What the task requires
Copy each line below holding "strap".

Input for this task
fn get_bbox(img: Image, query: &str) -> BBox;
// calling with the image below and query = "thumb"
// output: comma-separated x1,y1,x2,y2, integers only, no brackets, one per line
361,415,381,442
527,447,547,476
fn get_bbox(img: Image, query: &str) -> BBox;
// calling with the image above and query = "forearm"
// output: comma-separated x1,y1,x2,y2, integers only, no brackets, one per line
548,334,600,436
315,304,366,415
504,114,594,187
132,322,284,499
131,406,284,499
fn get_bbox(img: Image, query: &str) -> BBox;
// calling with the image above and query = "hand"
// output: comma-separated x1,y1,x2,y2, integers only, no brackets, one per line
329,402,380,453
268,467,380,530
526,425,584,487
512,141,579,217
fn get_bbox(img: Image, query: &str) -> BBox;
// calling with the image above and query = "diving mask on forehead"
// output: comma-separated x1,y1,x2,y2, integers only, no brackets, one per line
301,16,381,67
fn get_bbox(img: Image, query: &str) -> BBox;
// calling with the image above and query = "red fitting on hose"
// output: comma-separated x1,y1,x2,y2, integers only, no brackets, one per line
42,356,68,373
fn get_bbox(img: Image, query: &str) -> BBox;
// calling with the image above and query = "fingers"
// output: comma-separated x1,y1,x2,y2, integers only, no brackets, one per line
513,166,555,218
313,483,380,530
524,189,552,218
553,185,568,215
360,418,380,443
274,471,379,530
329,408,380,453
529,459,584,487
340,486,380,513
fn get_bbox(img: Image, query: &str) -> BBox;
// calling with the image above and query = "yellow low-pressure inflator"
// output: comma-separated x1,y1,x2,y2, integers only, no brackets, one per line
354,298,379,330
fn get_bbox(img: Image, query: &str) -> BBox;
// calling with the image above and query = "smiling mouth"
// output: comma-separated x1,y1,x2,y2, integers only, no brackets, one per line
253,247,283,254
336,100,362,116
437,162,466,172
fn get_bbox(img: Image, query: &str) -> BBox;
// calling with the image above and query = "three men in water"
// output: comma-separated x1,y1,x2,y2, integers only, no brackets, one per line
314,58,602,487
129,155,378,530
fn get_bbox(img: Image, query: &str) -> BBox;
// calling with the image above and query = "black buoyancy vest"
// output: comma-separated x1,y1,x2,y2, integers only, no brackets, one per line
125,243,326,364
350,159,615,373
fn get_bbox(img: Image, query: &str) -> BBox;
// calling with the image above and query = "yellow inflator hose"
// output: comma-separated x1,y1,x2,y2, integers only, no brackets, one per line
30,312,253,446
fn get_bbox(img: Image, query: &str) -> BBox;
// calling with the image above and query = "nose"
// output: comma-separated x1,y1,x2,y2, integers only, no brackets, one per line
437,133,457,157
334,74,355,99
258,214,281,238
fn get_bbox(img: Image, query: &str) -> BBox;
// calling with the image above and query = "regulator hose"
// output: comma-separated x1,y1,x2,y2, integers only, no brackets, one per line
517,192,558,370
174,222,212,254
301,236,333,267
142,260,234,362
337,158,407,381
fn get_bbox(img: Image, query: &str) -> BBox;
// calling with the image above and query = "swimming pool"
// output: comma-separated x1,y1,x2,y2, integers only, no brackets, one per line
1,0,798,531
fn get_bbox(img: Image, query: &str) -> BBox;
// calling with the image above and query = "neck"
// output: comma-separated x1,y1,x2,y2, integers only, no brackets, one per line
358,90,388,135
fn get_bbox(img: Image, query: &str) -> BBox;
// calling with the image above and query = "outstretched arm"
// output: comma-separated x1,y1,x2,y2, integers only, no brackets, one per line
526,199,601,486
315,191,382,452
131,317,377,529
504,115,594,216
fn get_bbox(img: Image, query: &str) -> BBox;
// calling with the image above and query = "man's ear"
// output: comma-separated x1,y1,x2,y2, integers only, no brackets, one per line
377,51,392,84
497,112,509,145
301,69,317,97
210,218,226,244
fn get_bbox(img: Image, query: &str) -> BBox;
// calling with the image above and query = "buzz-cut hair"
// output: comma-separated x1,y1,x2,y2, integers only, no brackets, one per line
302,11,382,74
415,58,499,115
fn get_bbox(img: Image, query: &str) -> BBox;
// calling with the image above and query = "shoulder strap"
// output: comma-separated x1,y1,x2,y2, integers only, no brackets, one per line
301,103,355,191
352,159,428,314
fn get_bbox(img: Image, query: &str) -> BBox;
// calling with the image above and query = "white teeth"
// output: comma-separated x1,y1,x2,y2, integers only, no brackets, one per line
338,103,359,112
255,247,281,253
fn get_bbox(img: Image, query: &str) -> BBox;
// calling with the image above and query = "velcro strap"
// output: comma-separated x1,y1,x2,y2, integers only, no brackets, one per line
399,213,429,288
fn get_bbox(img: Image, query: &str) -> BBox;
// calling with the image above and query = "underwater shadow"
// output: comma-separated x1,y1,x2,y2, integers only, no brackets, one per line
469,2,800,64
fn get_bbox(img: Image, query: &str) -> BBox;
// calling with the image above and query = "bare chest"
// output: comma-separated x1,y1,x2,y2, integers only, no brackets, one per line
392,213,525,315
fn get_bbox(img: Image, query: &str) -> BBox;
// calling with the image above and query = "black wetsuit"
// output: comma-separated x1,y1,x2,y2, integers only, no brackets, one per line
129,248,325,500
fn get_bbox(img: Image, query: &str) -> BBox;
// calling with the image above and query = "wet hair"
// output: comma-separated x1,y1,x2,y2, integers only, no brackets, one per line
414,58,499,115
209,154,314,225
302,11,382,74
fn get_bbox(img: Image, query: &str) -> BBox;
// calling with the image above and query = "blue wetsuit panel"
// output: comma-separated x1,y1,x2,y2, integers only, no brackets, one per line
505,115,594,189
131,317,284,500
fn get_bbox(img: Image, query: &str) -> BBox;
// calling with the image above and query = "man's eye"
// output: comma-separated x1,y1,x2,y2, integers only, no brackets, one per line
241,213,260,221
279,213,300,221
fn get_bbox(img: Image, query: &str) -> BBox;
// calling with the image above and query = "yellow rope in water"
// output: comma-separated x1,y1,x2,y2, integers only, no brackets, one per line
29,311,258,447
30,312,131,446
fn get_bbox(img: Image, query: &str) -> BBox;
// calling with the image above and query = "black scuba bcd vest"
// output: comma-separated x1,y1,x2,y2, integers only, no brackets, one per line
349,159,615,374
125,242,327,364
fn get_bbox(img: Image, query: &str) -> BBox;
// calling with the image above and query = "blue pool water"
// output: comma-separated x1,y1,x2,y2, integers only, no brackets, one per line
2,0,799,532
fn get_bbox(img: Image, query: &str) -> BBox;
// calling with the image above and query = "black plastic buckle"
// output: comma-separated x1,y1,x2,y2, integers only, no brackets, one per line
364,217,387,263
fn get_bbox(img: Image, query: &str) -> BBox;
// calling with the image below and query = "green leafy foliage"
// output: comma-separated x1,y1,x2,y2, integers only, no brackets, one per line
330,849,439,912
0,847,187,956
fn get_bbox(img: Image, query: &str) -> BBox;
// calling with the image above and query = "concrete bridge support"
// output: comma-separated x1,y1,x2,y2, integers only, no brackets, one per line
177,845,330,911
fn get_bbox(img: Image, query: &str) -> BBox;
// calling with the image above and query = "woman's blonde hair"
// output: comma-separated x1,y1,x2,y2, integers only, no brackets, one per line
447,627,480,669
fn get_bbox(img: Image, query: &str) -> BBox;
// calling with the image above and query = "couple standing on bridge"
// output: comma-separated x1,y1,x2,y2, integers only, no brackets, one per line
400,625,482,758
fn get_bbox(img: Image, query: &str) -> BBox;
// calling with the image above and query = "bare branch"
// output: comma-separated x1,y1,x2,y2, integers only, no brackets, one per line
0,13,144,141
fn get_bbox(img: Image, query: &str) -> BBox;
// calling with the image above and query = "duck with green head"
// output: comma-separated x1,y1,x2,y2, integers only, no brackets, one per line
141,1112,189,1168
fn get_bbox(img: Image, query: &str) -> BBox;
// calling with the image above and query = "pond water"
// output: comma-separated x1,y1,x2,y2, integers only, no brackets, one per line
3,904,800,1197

Finished exercise
// calling with the image above and query = "shoulder strap"
// calling with the image above and query = "velcro strap"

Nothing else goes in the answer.